I think Rachel had the pumpkin curry soup for her main course, but I didn't get a photo. Ev may have had the Viking burger, hold the onion. I went straight for the regional specialty, "Uzbeck plow" (left). I was at first baffled by the name, until I realized that it is not a translation but a transliteration. "Plow" is cognate with pilaf/pilau/pulao—a sort of rice casserole, this one including lamb, vewgetables, and a rich stock. Drizzled with sour cream. It was great—another one I have to try at home. A little search on the internet revealed that it's usually spelled "plov" rather than "plow," making it more obviously cognate with "pilaf."
The pasta was Fusilli arrabiata, and I don't think anyone ordered it.
The dessert choices were "stracciatella" ice cream coupe, which we'd had before and was okay, but this time everyone ordered the carlotte russe (right-hand photo). Traditionally, a charlotte russe is cylindrical; lady fingers are stood in a palisade around the sides of the mold, and the center is filled with fruit and Bavarois (i.e., Bavarian cream, a sort of cross between panna cotta and cream and a long skinny jelly roll, then assemble slices of the two into the configuration you see here, all on a bed of whipped cream. Pretty good.

• • •

• [TASK DIRECTIONS]: Transcribe the passage in the meal write-up above from "The pasta was" up to and including "cream. Pretty good.".

• • •

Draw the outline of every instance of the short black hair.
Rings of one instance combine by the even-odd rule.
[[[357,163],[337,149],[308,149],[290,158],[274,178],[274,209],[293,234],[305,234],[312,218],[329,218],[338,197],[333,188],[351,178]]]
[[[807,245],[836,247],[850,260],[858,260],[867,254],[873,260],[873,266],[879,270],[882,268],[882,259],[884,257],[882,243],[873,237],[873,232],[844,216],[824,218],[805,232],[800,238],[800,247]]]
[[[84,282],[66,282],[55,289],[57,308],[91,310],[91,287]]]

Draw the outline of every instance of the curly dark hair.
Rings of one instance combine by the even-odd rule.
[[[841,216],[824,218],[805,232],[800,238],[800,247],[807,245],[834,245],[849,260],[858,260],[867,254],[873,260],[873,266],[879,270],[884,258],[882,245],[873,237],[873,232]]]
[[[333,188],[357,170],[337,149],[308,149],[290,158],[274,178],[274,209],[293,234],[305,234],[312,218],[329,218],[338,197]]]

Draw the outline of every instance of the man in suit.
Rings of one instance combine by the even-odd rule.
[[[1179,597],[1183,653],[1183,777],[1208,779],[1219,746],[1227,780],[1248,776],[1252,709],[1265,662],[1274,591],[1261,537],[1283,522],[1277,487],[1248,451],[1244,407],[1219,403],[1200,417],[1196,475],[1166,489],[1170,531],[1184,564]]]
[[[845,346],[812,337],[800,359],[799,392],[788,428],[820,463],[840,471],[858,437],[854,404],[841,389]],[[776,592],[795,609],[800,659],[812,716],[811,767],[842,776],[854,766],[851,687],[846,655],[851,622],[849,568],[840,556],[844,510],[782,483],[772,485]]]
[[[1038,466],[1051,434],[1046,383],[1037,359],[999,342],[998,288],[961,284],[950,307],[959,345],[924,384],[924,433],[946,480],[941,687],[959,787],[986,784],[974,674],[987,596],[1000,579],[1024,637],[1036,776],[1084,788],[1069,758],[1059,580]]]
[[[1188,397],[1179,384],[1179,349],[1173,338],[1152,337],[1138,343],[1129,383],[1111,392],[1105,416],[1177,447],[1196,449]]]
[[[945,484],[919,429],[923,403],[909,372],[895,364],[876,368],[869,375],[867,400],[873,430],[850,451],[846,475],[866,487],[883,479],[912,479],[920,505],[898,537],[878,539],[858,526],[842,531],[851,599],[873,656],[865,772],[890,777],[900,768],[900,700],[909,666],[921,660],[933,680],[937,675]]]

• • •

• [RESULT OF THE TASK]:
The pasta was Fusilli arrabiata, and I don't think anyone ordered it.
The dessert choices were "stracciatella" ice cream coupe, which we'd had before and was okay, but this time everyone ordered the carlotte russe (right-hand photo). Traditionally, a charlotte russe is cylindrical; lady fingers are stood in a palisade around the sides of the mold, and the center is filled with fruit and Bavarois (i.e., Bavarian cream, a sort of cross between panna cotta and cream and a long skinny jelly roll, then assemble slices of the two into the configuration you see here, all on a bed of whipped cream. Pretty good.